## INSTRUCTIONS FOR THE TASK
Pull out each line of the data below that contains the word "wheel", and copy those lines in their original order.
# DATA SUPPLIED start
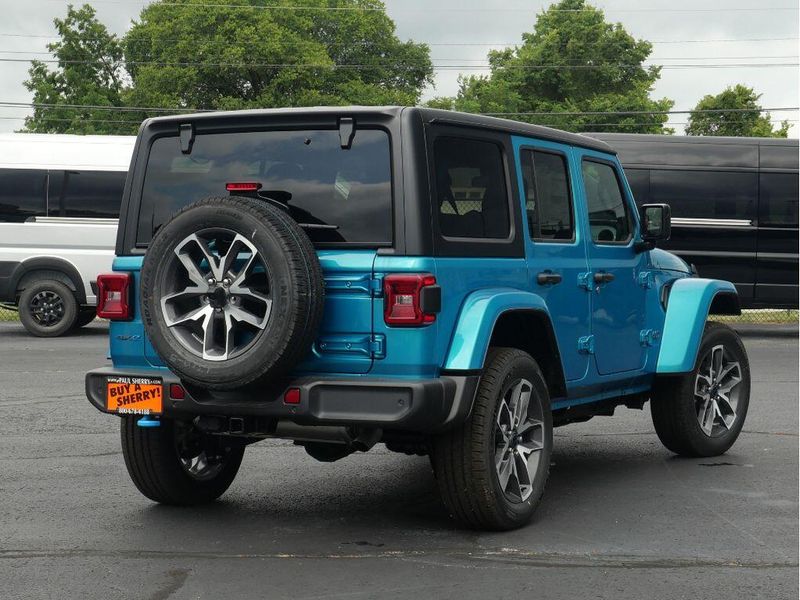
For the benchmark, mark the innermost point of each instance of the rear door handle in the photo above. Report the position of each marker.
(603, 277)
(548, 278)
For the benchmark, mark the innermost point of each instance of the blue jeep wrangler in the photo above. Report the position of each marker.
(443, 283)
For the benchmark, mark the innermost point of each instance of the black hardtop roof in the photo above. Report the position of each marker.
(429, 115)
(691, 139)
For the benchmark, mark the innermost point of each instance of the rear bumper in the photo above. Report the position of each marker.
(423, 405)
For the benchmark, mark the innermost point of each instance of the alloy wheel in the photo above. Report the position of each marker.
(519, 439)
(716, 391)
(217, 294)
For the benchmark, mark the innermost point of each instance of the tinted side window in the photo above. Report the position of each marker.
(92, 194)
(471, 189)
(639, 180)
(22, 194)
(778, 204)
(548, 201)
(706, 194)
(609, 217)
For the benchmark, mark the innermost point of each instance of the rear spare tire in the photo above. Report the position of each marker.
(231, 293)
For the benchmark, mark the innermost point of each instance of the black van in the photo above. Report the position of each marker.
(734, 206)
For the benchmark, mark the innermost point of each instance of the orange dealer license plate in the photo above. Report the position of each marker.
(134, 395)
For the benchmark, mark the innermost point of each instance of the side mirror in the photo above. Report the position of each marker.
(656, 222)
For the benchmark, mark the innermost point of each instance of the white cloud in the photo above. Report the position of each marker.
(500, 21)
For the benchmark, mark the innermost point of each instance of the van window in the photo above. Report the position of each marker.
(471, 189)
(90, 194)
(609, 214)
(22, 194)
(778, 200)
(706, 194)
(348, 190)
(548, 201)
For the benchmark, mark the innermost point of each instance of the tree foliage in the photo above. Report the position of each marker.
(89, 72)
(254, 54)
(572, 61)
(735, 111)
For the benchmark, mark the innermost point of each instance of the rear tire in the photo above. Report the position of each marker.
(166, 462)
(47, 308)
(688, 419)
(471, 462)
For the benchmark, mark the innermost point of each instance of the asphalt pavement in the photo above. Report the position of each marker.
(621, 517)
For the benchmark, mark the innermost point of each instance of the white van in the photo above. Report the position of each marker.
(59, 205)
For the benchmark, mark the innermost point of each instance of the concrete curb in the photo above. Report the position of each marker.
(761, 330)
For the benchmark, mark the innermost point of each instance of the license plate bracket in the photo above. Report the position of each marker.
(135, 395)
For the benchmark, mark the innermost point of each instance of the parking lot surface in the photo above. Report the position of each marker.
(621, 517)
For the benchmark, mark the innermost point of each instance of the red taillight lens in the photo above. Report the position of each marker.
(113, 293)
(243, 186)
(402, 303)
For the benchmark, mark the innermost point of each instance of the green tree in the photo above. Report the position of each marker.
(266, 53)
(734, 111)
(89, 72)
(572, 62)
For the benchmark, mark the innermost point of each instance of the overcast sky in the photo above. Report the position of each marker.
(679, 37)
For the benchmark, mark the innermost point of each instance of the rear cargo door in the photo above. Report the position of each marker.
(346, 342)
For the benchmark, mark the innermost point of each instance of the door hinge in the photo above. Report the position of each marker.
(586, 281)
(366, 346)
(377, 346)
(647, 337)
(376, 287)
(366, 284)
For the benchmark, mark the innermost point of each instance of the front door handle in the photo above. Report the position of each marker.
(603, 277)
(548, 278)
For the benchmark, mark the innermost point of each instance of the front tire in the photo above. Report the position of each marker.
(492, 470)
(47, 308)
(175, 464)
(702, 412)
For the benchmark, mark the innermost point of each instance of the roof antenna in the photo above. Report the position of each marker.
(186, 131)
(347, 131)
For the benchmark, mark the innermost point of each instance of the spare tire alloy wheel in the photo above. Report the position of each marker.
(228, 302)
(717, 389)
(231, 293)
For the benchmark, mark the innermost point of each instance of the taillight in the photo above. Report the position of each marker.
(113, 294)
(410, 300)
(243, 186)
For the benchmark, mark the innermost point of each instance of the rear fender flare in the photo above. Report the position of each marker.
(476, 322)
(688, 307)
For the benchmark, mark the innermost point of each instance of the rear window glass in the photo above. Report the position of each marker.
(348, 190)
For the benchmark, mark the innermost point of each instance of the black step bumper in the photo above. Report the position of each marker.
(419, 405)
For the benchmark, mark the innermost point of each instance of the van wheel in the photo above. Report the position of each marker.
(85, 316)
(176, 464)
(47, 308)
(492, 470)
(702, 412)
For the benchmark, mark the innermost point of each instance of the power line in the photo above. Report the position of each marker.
# DATA SUPPLIED end
# DATA SUPPLIED start
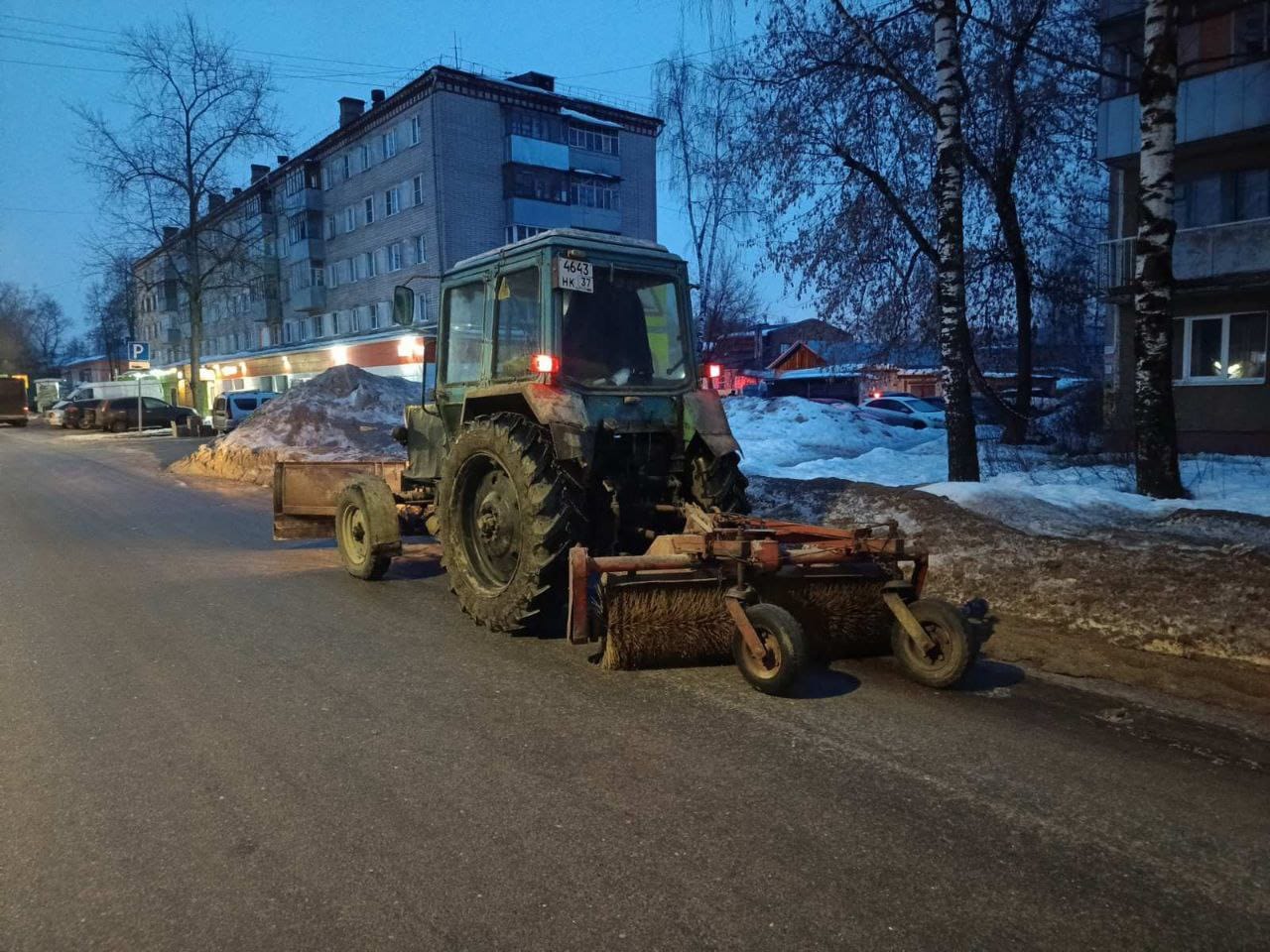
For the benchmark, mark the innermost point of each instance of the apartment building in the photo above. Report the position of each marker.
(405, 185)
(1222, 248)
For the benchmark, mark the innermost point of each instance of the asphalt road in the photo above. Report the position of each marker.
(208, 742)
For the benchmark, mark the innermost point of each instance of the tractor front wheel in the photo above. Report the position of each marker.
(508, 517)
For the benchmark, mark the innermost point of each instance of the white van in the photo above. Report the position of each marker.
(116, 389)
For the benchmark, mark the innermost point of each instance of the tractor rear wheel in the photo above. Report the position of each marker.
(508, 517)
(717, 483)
# DATA SUPPLIED end
## RESPONSE FOR THIS EXERCISE
For the benchmark, mark the innermost point of each instance of the alloy wheel in the photo above. Report the position of each marker.
For the benchmark, mark the innermost point of each instance of the spare tire alloy wheel in the photo above. Report the position of each marker.
For the benchmark, mark the innermost point of each instance of the van wheel in the photo above. Report the position of each marker.
For the benchmark, mark the innermost point of each instance of the tractor front wheel in the photo above. Report the position of each marker.
For the benchmark, mark the innermost point of each instance of the tractor rear wheel in the photo above. Report the position of each marker.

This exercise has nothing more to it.